Rows excerpted from a collection:

-- Start --

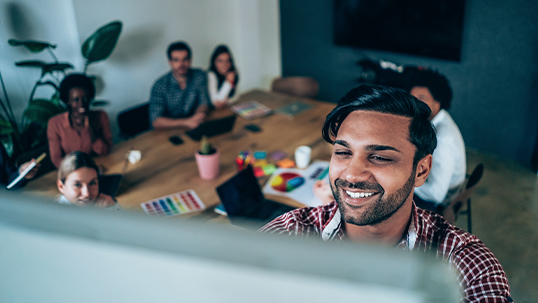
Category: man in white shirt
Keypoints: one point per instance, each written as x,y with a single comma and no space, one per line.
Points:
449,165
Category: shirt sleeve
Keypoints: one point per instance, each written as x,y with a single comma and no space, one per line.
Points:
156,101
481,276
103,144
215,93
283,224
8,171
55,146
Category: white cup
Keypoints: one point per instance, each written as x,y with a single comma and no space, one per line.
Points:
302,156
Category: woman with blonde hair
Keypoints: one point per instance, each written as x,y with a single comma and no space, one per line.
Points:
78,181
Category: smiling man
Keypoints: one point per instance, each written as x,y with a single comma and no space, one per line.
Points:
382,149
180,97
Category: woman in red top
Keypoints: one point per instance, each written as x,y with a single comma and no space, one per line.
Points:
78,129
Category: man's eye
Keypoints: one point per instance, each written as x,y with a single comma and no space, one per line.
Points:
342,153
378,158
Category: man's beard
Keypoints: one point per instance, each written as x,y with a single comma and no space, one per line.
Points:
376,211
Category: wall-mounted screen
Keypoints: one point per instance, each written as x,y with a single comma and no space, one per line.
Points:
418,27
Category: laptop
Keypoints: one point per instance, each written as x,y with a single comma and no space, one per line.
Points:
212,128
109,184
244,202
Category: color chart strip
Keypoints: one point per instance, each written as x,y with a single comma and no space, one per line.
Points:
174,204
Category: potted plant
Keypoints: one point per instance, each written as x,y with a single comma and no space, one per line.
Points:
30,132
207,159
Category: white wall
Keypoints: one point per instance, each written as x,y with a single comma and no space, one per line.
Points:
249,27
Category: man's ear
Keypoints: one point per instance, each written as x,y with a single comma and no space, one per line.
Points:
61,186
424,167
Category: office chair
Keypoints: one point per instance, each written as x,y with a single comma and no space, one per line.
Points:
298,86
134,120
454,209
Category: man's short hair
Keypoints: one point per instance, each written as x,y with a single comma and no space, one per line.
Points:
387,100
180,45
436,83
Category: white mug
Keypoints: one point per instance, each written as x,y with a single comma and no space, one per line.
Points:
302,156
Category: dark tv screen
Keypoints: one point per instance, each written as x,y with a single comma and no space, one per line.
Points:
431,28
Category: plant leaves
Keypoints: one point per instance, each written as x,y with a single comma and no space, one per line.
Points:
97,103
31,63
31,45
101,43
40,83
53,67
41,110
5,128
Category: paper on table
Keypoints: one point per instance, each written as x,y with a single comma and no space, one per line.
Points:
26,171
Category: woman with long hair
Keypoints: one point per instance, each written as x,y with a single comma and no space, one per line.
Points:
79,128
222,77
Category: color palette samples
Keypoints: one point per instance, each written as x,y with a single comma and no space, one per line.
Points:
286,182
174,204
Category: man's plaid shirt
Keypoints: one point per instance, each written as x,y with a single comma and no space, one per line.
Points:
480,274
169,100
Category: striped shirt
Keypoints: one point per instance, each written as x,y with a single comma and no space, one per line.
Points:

-- End --
-- Start --

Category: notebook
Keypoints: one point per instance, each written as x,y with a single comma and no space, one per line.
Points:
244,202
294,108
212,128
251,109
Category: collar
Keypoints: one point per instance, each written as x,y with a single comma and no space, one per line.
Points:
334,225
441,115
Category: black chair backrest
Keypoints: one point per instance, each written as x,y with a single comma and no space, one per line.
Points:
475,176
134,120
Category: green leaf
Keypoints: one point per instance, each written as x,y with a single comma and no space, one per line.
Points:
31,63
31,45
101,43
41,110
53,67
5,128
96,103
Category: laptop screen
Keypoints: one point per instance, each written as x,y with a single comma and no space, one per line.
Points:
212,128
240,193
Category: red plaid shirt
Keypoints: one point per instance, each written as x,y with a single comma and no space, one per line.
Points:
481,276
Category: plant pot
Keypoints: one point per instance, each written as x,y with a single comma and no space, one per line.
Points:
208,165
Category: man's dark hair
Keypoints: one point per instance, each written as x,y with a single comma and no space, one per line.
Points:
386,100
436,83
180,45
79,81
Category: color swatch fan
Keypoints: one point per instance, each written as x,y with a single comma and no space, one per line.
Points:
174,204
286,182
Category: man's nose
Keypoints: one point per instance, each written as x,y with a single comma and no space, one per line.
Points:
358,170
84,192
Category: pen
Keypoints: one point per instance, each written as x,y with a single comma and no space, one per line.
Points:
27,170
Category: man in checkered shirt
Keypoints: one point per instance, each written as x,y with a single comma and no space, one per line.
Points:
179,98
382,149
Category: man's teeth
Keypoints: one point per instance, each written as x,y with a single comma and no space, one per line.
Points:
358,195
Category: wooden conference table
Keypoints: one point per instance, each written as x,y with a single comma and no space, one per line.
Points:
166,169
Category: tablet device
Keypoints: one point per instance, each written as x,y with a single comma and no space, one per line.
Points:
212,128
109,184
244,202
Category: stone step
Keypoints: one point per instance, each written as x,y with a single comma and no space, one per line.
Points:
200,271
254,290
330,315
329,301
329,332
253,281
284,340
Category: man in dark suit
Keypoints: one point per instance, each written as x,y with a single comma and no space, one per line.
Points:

-- End --
-- Start --

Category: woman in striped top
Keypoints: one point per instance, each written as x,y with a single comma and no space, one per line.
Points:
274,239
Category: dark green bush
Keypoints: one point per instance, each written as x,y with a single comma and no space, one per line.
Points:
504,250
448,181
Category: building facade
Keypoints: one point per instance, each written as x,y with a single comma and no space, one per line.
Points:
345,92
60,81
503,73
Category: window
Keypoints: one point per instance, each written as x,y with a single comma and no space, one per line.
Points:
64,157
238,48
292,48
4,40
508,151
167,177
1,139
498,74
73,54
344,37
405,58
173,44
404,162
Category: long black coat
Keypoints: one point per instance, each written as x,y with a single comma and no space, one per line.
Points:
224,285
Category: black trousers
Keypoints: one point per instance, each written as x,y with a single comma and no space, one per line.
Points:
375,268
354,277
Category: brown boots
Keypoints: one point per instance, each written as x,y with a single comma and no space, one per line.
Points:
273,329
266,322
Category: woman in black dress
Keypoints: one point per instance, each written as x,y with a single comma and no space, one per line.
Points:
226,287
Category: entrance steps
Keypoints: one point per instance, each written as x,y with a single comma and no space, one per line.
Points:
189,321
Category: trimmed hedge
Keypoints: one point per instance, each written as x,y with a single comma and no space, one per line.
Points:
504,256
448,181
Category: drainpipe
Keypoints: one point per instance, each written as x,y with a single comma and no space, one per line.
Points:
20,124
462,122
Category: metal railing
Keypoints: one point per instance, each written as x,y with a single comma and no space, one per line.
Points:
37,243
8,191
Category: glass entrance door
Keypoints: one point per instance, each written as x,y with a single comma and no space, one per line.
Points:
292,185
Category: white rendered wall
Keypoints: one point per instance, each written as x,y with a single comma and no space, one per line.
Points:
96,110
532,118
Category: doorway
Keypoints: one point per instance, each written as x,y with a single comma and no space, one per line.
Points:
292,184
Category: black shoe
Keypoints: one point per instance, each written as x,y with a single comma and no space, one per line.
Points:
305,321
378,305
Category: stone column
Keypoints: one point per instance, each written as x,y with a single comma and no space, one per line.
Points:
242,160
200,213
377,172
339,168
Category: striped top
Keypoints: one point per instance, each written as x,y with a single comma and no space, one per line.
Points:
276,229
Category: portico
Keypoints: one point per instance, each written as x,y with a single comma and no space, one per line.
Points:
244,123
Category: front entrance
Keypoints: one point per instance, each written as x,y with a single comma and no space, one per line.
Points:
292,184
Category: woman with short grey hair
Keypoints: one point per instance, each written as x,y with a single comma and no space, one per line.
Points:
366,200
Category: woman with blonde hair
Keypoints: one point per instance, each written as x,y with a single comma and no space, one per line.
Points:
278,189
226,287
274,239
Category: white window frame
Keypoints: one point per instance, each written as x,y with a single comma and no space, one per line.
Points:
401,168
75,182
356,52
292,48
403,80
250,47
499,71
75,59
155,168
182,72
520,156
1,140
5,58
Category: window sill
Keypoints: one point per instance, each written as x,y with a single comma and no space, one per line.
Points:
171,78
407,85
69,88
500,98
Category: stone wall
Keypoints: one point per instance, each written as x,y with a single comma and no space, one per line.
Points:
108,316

-- End --

TASK PROMPT:
Gather every line in the rows above that contains the word "entrance", and list those lines in the order they appear.

OUTPUT FOR THIS EXERCISE:
Category: entrance steps
Category: glass entrance door
Category: front entrance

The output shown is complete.